REQUIREMENT
Gather every line in the items below that contains the string "handbag", and copy each such line in full.

:::

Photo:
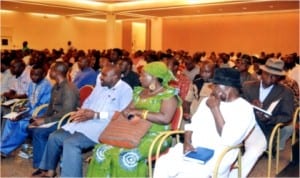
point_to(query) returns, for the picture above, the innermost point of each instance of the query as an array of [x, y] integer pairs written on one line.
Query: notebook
[[13, 115], [200, 155]]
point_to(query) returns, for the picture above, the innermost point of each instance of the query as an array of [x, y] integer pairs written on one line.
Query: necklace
[[155, 91]]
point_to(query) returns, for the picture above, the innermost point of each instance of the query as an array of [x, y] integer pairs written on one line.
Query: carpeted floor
[[14, 166]]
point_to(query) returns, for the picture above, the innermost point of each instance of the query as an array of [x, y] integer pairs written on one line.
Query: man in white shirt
[[215, 125], [6, 75], [109, 95]]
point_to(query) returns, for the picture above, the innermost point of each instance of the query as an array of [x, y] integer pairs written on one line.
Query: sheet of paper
[[10, 102], [13, 115], [262, 110], [273, 105], [47, 125]]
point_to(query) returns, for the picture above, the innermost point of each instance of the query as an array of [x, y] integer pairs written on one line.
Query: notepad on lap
[[13, 115], [200, 155]]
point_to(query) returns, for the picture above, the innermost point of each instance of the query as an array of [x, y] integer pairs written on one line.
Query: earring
[[152, 86]]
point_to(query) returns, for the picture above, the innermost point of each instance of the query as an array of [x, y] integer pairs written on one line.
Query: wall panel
[[251, 33]]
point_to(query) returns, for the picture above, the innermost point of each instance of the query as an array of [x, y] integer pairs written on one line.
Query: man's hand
[[257, 103], [36, 122], [213, 102], [82, 115]]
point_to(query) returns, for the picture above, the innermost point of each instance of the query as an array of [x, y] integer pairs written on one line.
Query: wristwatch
[[97, 115]]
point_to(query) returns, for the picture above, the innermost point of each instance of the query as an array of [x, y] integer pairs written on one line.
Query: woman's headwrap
[[159, 70]]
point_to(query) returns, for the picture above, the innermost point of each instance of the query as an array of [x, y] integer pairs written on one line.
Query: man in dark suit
[[263, 94]]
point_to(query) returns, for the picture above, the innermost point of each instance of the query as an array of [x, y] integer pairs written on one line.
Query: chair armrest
[[38, 110], [65, 117], [224, 152], [159, 139]]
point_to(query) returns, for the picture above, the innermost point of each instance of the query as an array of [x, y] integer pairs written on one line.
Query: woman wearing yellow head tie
[[154, 101]]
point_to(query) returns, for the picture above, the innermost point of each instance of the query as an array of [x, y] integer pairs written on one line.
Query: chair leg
[[277, 151]]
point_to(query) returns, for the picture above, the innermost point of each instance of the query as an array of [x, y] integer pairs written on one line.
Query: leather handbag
[[123, 132]]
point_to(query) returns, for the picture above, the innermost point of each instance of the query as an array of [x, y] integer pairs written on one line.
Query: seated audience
[[262, 94], [215, 125], [154, 101], [64, 99], [66, 144], [128, 75], [86, 74], [19, 86], [200, 88], [191, 67], [15, 131], [182, 82], [5, 75], [242, 64]]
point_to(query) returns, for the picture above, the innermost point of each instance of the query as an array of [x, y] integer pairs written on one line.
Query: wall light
[[44, 15], [90, 19], [6, 11]]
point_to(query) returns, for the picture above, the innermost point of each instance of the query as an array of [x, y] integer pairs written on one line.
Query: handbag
[[125, 133]]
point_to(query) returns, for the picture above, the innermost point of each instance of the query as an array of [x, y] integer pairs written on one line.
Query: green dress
[[110, 161]]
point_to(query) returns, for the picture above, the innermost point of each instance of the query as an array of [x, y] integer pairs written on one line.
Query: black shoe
[[38, 173], [3, 156]]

:::

THE COMPLETED TASK
Query: leather handbag
Query: handbag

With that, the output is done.